◆ **GOAL**: In the listing below, count the lines that contain the string "backpack", treating uppercase and lowercase as different. Give only the number.

◆ **THE RECORDS**:

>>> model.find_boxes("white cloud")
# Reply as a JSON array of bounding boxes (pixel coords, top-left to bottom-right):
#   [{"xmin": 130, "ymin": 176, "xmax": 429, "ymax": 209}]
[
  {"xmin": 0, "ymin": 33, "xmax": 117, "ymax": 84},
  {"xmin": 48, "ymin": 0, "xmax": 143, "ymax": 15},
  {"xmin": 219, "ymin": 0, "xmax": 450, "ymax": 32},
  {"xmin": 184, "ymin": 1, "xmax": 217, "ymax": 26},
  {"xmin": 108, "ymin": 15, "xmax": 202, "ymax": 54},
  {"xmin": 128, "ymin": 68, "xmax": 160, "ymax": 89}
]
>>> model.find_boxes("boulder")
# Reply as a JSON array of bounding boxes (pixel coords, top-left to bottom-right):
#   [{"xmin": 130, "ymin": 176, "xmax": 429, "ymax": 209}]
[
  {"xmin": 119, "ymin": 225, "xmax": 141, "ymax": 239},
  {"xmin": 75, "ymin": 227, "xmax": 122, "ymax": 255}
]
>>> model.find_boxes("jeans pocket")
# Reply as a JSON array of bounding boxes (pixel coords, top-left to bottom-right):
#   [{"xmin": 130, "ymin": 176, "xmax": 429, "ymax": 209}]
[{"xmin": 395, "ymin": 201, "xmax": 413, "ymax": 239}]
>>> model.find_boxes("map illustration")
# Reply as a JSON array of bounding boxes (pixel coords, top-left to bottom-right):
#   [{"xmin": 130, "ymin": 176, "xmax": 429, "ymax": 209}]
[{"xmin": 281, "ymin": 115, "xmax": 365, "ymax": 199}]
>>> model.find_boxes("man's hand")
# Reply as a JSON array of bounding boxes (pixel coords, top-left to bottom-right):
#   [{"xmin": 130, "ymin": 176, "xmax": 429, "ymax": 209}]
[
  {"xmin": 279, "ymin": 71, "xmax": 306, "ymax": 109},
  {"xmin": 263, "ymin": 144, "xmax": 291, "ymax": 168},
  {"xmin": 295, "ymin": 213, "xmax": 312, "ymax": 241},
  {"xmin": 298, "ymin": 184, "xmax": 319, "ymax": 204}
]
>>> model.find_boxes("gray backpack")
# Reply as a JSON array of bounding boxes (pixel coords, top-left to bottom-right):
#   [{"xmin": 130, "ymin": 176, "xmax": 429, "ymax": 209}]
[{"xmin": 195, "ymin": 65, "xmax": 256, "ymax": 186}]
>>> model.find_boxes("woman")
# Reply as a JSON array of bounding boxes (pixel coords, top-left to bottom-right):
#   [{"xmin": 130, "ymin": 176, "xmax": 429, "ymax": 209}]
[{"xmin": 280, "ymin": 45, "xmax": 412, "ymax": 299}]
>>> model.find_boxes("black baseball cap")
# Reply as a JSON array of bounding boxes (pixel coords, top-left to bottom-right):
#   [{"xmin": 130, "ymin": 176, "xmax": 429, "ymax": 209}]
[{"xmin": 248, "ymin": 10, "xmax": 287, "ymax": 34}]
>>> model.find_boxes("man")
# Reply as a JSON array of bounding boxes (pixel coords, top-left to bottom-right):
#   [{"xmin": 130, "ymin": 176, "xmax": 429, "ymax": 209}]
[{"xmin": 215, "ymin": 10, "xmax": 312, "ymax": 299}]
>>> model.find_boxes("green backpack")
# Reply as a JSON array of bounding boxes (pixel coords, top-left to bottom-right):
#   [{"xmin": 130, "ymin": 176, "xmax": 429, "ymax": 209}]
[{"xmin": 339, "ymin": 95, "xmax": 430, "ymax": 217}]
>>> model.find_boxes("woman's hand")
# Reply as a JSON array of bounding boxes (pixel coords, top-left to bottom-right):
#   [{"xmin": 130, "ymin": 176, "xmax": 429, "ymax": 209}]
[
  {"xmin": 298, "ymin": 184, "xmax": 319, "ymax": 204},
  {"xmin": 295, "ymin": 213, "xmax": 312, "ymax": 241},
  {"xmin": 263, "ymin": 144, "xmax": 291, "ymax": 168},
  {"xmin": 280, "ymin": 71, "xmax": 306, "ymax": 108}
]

◆ **RESPONSE TO THE TASK**: 2